Output the material below in full, exactly as it is.

Data lines
— begin —

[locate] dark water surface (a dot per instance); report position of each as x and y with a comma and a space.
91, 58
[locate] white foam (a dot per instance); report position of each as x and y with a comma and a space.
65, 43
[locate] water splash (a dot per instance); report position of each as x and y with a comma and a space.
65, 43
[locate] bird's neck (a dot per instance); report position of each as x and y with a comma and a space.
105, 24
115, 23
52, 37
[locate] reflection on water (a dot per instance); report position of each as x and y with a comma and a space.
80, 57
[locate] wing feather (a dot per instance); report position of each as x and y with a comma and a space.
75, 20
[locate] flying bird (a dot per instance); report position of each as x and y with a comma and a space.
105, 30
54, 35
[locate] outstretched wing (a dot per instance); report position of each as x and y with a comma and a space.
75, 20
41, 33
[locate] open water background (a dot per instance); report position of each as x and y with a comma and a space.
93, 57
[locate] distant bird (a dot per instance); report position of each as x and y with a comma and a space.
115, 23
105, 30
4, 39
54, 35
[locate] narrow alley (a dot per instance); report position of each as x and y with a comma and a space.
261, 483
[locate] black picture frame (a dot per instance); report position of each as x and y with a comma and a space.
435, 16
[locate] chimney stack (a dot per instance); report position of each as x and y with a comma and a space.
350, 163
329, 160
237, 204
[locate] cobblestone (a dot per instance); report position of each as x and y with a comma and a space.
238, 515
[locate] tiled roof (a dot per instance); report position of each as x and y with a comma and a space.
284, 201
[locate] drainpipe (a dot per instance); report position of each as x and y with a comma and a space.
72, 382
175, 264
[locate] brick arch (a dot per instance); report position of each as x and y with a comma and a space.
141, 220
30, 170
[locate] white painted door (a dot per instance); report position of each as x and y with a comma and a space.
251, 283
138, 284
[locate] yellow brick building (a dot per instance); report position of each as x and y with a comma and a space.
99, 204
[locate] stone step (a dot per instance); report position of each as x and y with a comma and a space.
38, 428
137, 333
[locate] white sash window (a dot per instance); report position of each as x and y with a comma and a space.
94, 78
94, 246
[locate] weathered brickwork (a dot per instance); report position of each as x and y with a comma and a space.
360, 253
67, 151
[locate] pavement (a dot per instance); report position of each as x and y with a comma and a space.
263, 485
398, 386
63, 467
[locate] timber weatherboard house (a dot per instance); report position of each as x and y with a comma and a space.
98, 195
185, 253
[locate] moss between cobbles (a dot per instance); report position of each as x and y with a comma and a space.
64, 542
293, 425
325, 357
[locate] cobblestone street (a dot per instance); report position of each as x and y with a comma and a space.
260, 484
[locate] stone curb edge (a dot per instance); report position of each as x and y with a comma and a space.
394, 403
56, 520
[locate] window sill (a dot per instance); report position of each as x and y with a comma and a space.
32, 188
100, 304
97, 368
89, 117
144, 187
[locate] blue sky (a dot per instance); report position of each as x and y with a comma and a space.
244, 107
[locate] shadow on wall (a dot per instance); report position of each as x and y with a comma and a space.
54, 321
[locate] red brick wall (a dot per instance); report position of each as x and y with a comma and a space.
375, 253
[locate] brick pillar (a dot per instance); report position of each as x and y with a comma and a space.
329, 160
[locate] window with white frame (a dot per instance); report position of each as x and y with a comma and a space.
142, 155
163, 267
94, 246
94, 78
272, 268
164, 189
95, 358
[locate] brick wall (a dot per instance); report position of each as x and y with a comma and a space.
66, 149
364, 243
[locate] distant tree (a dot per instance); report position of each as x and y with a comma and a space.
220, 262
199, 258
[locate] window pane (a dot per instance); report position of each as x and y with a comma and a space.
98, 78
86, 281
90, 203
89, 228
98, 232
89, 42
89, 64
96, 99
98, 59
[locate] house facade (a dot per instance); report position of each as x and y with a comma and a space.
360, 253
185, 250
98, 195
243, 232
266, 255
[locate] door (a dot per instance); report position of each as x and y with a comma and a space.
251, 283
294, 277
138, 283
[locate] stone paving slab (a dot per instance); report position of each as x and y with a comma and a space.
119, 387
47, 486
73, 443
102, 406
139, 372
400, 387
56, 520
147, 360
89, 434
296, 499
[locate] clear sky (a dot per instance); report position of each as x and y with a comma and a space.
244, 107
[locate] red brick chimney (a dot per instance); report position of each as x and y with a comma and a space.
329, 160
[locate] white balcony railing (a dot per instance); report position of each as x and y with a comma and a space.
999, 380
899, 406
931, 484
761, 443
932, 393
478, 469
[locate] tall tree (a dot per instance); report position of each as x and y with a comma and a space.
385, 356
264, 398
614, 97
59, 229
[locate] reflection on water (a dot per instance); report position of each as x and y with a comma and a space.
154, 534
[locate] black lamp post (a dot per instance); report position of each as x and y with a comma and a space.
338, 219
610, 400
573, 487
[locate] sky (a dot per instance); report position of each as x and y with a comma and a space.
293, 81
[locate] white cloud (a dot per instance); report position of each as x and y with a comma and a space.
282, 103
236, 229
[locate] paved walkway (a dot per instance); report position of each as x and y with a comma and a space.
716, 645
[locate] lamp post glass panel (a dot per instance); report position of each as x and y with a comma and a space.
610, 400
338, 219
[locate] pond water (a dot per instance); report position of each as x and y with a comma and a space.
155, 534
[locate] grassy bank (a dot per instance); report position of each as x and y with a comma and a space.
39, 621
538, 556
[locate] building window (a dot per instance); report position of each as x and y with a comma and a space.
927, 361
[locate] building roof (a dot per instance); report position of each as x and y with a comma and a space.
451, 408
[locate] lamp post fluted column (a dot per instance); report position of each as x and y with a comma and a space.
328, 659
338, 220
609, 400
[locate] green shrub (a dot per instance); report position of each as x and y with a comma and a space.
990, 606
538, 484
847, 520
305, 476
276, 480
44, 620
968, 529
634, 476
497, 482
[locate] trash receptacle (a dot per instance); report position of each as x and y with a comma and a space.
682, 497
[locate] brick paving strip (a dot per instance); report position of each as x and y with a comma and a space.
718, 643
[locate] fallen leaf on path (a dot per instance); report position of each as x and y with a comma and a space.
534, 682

— end —

Task result
[locate] dark water surface (a dot per instance); report position of each as x and y with a comma and a space.
91, 58
[locate] white foam (a dot per instance); report position of each as x and y with a comma and a space.
65, 43
[locate] water splash (a dot per instance); report position of each as x and y with a comma and a space.
65, 43
[locate] bird's neck (a dot per instance); report position of each as x and y with a comma and a space.
105, 24
115, 23
52, 37
[locate] reflection on water (a dot per instance); report position of each as x and y with a comma and a space.
80, 57
[locate] wing feather (a dot per instance); report position of each as x and y with a comma and a space.
75, 20
[locate] flying bird (a dot per instance); report position of each as x and y with a comma and a space.
105, 30
54, 35
[locate] outstretched wing (a dot per instance); report position of each as x and y with a comma and a space.
75, 20
41, 33
[locate] open water background (a dot per instance); report position of each as x and y with a comma and a space.
93, 57
[locate] distant bird (a dot per instance); report position of each as x and y with a comma and a space.
115, 23
105, 30
4, 39
54, 35
[locate] narrow alley (a dot per instance); report position of each as x and y with a comma and a space.
261, 483
[locate] black picture frame (a dot per instance); report position of each as x and y with a comma and a space.
435, 16
[locate] chimney stack (a dot per instance); report position of each as x and y with a comma and a space.
350, 163
329, 160
237, 204
[locate] cobblestone (a dot per instance); report position of each as x and y with a comma and a space.
238, 515
[locate] tiled roof (a dot per instance); report position of each as x and y with a comma and a space.
284, 201
[locate] drainpipe (a dot per instance); report position of each as x and y with a comma and a space.
72, 382
175, 264
[locate] brick arch (a dot per instance); report position of each as x and y with a comma and a space.
141, 220
30, 170
[locate] white painted door (a dot per instance); report position of each as x and y with a comma and a space.
251, 283
138, 284
[locate] yellow brick building (a dot per instance); report position of each as x and y with a comma and a space.
99, 204
[locate] stone step (a dot per instance); report position of each as x and y with a comma and a space.
38, 428
137, 333
[locate] white sash window (a dot per instance); report position of each as x and y with a comma and a space.
94, 78
94, 246
[locate] weathered brickwork (a dot per instance); report position of each as x and y with a comma and a space.
360, 253
67, 151
[locate] pavement (a dot per instance); report position of each as x and y with a comma and a space.
263, 485
398, 386
63, 467
[locate] timber weatherboard house (a dot per instance); report position of each as x and y with a comma and a space.
98, 195
185, 253
[locate] moss between cobbles (a dot per instance); report position of each as x and y with a comma and a space.
64, 542
293, 425
325, 357
[locate] cobblestone street (a dot per instance); report position of each as x and y with a comma and a space.
260, 484
[locate] stone curb edge (a dot per instance); report position of each as x and y with a comma and a space.
394, 403
56, 520
[locate] window sill (a dot per instance); report position of each as x and y with a comma and a space.
32, 188
100, 304
97, 368
89, 117
144, 187
[locate] blue sky (a dot per instance); report position of each as x and y with a comma and a space.
244, 107
[locate] shadow on wall (a dot per instance); report position of each as x and y with a comma and a space.
54, 321
[locate] red brick wall (a dot per instance); report position of each as x and y with a comma and a space.
375, 253
[locate] brick pillar (a dot per instance); report position of each as x and y with a comma and a space.
329, 160
[locate] window with white frame (a dot per instance); report position of each as x and y with a comma and a space.
142, 155
163, 267
94, 246
94, 78
272, 268
164, 189
95, 358
[locate] brick wall (a dot per instance); report position of each as x and y with a comma and a space.
66, 149
364, 243
[locate] distant tree (a dot per instance); report position of each as x and y with a comma and a space.
220, 262
199, 258
[locate] window pane (a dot per instance); report position of each as x and y with a comma and a space.
98, 78
86, 281
90, 203
89, 228
98, 232
89, 42
89, 64
96, 99
98, 59
[locate] house facade (a dot per instance); report position of each as x and y with a comma and a space.
360, 253
185, 250
98, 195
243, 232
266, 255
[locate] door (a dot per instance); report position of each as x and y with a comma and a space.
251, 283
294, 277
138, 283
[locate] stone paving slab (a dot per instance); report position of each as x and y with a comma and a space.
119, 387
47, 486
73, 443
102, 406
139, 372
400, 387
56, 520
147, 360
89, 434
296, 499
[locate] clear sky (a dot per instance); report position of each as x and y with a comma and a space.
244, 107
[locate] red brick chimney (a dot per instance); report position of each as x and y with a comma and a space.
329, 160
[locate] white balcony railing (a dot per instance); report position of each as x and y with a comma and a space.
999, 380
899, 406
931, 484
761, 443
932, 393
478, 469
[locate] tall tree (a dot per instance); report position of each as x and y with a comma and a space.
385, 356
264, 398
614, 97
59, 229
[locate] reflection on water (a dot per instance); report position of each as x and y with a comma and a space.
154, 534
[locate] black lamp post (a dot per instance); report position of each as x and y with a comma and a space.
338, 219
610, 400
573, 487
[locate] sky (a dot per instance); report position of each as x and y with a comma and a space.
293, 81
[locate] white cloud (a dot per instance); report position of each as x and y with a comma and a space.
282, 103
236, 229
[locate] paved walkway (a dot per instance); report position of each as x and y with a comma and a space.
716, 645
[locate] lamp post glass panel (a dot per instance); report position of each as x and y with a comma and a space.
610, 400
338, 219
[locate] pond water (a dot per instance); report position of each as x and y with a comma and a space.
155, 534
[locate] grassy bank (a dot per instance); report position of each as x and y with a comma and a space.
39, 621
538, 556
[locate] building window (a dot per instance); report position of each as x and y with a comma and a space.
927, 361
[locate] building roof (a dot per instance); report position of each as x and y with a comma and a space.
451, 408
[locate] lamp post fluted column (a dot per instance); report position of each as x and y with a comma and a space.
328, 659
338, 220
609, 400
[locate] green shrub (a dot per instance); report position of each as x and y with a comma and a space.
990, 606
538, 484
847, 520
305, 476
276, 480
44, 620
968, 529
634, 476
497, 482
[locate] trash receptacle (a dot per instance); report position of each as x and y with a comma and a space.
682, 497
[locate] brick paving strip (a dot per instance); report position of each as x and y with a comma and a space.
718, 643
[locate] fallen leaf on path (a dot per instance); report position of each as x and y with a comma and a space.
534, 682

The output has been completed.